Nos últimos anos, ocorreu um crescimento expressivo do volume de emendas parlamentares no orçamento federal. Em termos nominais, as emendas parlamentares saíram de R$ 6,14 bilhões em valores empenhados em 2014 para um montante autorizado de R$ 44,67 bilhões em 2024. As emendas, que correspondiam a 3,95% do conjunto das despesas discricionárias em 2014, chegaram a um pico de 28,78% em 2020 e, em 2024, devem representar 20,03% das discricionárias. Em 2014, das transferências federais diretas para municípios, estados e entidades privadas, isto é, dos recursos discricionários não executados diretamente pela União, 83% foram feitas pelo Executivo federal e 17% foram emendas do Legislativo (esses valores não incluem fundos de participação). Em 2023, as transferências do Executivo foram 54% do total, e as do Legislativo (emendas), 46%.
Essa grande expansão do papel das emendas parlamentares nos últimos dez anos reflete um conflito entre Legislativo e Executivo em relação à forma como o orçamento é elaborado e executado. Para muitos observadores, o modelo atual, com emendas muito infladas em relação ao passado recente, descoordena a ação pública, pois os gastos não são alocados dentro de programas estruturados. É a visão de que a multiplicação das emendas pulveriza o dinheiro público em ações paroquiais, em vez de se integrarem numa estratégia nacional de investimento do Estado.
Essa crítica subentende que o Congresso Nacional é incapaz de alocar recursos, quando considerados em seu conjunto, de forma benéfica para o país. E é verdade que algo nessa linha vem ocorrendo nos últimos anos no Brasil. O Congresso tende a não discutir resultados de políticas, focando mais em como a alocação de recursos gera retorno eleitoral para os legisladores. Há uma tendência a priorizar questões menores e mais localizadas, vinculadas às bases eleitorais pulverizadas dos parlamentares, em detrimento de ações de mais fôlego, que atendam o interesse público de forma mais ampla.
Por outro lado, é igualmente verdade que, em boa parte das democracias, o Legislativo também participa do processo de definição de prioridades para o emprego do dinheiro público. Inclusive, essa participação é um dos aspectos do funcionamento das instituições democráticas que confere legitimidade política ao orçamento público.

• [Linhas de dados]
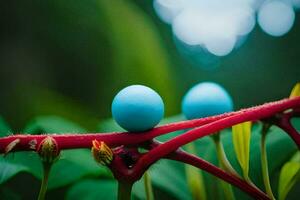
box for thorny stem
[212,132,239,177]
[260,123,275,199]
[0,97,300,199]
[38,162,52,200]
[166,150,269,199]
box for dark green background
[0,0,300,131]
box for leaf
[185,143,206,200]
[232,122,251,178]
[290,82,300,98]
[24,116,86,134]
[66,179,118,200]
[0,116,12,137]
[278,151,300,200]
[0,116,111,189]
[98,0,176,115]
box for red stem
[135,98,300,177]
[167,151,270,200]
[0,97,300,153]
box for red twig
[135,98,300,175]
[168,151,270,199]
[0,97,300,153]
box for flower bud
[92,140,113,166]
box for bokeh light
[258,1,295,36]
[154,0,300,57]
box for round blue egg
[181,82,233,119]
[111,85,164,132]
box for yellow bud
[37,136,59,163]
[290,82,300,98]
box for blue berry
[111,85,164,132]
[181,82,233,119]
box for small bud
[92,140,113,166]
[290,82,300,98]
[37,136,59,163]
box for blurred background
[0,0,300,131]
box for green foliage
[278,151,300,200]
[232,122,251,179]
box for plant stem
[260,123,275,199]
[144,171,154,200]
[212,132,239,200]
[38,162,52,200]
[0,97,300,153]
[118,181,133,200]
[185,142,206,200]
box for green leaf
[24,116,86,134]
[290,83,300,98]
[232,122,251,179]
[66,179,118,200]
[0,116,12,137]
[278,151,300,200]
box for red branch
[168,151,270,199]
[130,98,300,175]
[0,97,300,153]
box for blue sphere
[111,85,164,132]
[181,82,233,119]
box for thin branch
[135,98,300,176]
[0,97,300,153]
[167,150,269,199]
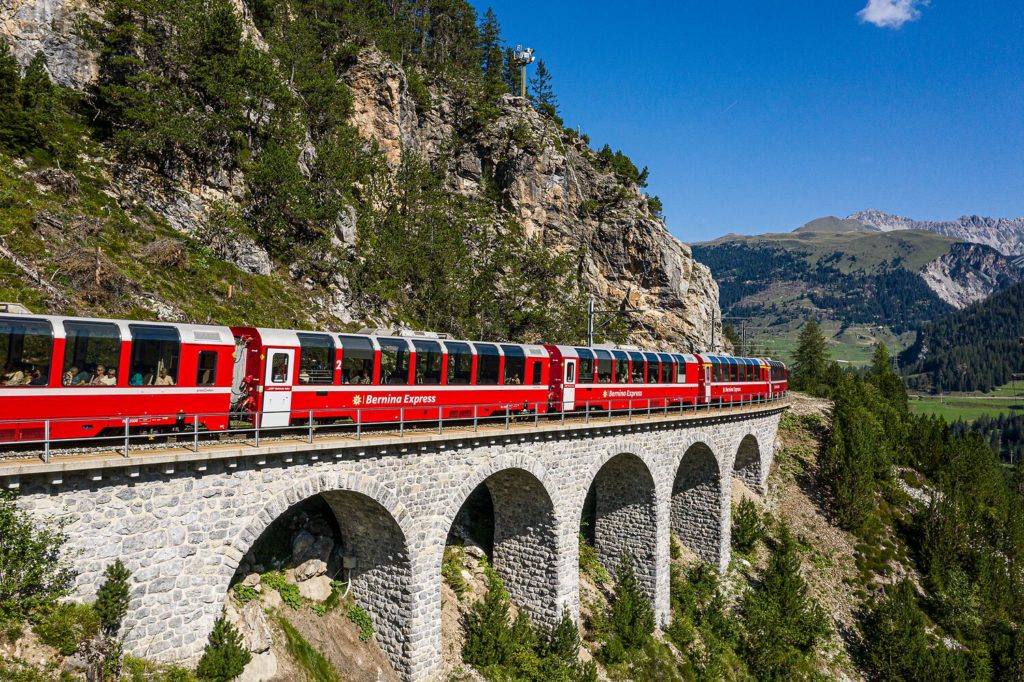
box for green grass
[278,617,341,682]
[910,395,1024,422]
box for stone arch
[580,453,657,600]
[224,476,415,678]
[446,463,563,625]
[732,433,764,493]
[671,442,728,568]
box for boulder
[299,576,331,601]
[236,651,278,682]
[224,601,273,653]
[295,559,327,583]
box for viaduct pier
[0,401,785,680]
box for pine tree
[790,317,828,393]
[610,552,654,651]
[741,525,828,680]
[462,566,516,668]
[196,614,252,682]
[94,559,131,637]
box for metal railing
[0,392,785,463]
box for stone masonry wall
[9,411,779,681]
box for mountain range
[692,211,1024,361]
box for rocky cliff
[847,206,1024,256]
[0,0,722,349]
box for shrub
[260,570,302,609]
[278,617,341,682]
[196,614,252,682]
[732,498,765,554]
[32,604,101,656]
[348,604,374,642]
[231,583,259,604]
[604,552,654,663]
[0,493,75,630]
[441,547,469,599]
[94,559,131,637]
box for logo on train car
[601,391,643,397]
[352,393,437,407]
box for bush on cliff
[196,614,252,682]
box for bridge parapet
[8,402,786,680]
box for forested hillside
[900,278,1024,391]
[0,0,721,348]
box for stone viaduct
[0,403,784,680]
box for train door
[260,348,295,426]
[562,358,577,412]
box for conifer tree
[610,552,654,651]
[94,559,131,637]
[742,524,828,680]
[196,614,252,682]
[791,317,828,393]
[462,566,516,668]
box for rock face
[345,49,722,350]
[0,0,96,89]
[921,244,1024,308]
[848,211,1024,256]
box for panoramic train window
[473,343,502,386]
[444,341,473,385]
[575,348,594,384]
[377,339,412,386]
[341,336,374,384]
[128,325,181,386]
[644,353,658,384]
[594,348,611,384]
[657,353,676,384]
[62,322,121,386]
[502,346,526,384]
[298,332,334,384]
[611,350,630,384]
[672,355,686,384]
[413,340,443,386]
[196,350,217,386]
[0,318,53,386]
[630,352,647,384]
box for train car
[0,314,234,442]
[545,345,700,412]
[761,357,790,398]
[698,353,781,404]
[232,327,548,427]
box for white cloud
[857,0,928,29]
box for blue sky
[473,0,1024,242]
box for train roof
[0,313,234,346]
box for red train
[0,314,787,442]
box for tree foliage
[790,317,828,394]
[0,493,75,628]
[196,614,252,682]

• [Desafio] Retome o texto sobre as emendas parlamentares no orçamento federal e continue escrevendo a partir da última frase dele.

• [Resultado]
Manoel Pires e Carolina Resende (respectivamente, coordenador e pesquisadora do Centro de Orçamento e Política Fiscal do FGV IBRE), que organizaram o material no qual se baseou esta Carta, observam adicionalmente que existe uma visão distorcida do significado de impositividade orçamentária. O orçamento brasileiro não é impositivo, e sim autorizativo, e o que está sendo qualificado com essa palavra é a parcela das emendas parlamentares que o Congresso quer ver executadas e pagas pelo governo.
Pires explica que, em países que têm orçamento impositivo, o processo legislativo orçamentário é forte e coordenado, e nele é definida a restrição macroeconômica que tem que ser respeitada nas negociações entre Executivo e Legislativo para montar o cronograma anual de gasto público. A partir do orçamento fechado, o processo se torna impositivo, no sentido de que o Executivo tem que executar o que foi orçado, sem discricionariedade e sem contingenciamento.
Para melhor encaminhar a discussão sobre o atual quadro das emendas parlamentares, Pires e Resende recapitularam a história desse dispositivo desde 1995.
A Resolução no 2 do Congresso, de 1995, estabeleceu a concepção original das emendas na fase da redemocratização. Antes dessa data, não havia regulamentação. A Resolução no 2 criou dois tipos de emenda. A individual representava interesses locais, tinha previsão de até 20 emendas por parlamentar, e sua execução dependia de barganha com o Executivo. Já as emendas coletivas, de bancada e comissão, tinham viés estruturante, como projetos de investimento, com previsão de até dez emendas para as bancadas estaduais, até cinco para bancadas regionais e até cinco para comissões permanentes. Da mesma forma que nas emendas individuais, tampouco havia obrigatoriedade de execução.
Os pesquisadores do FGV IBRE observam que, nesse contexto institucional estabelecido pela Resolução no 2 de 1995, o Poder Executivo tinha grande poder de barganha, relativamente ao Legislativo, pelo papel de escolher quais emendas executar. A oposição, em tese, e muitas vezes na prática, podia ficar a ver navios em termos de execução das emendas dos seus parlamentares. Legisladores governistas propensos a votar contra o Executivo em alguma matéria específica também podiam ser induzidos a se alinhar ao governo no processo de liberação (ou não) de suas emendas.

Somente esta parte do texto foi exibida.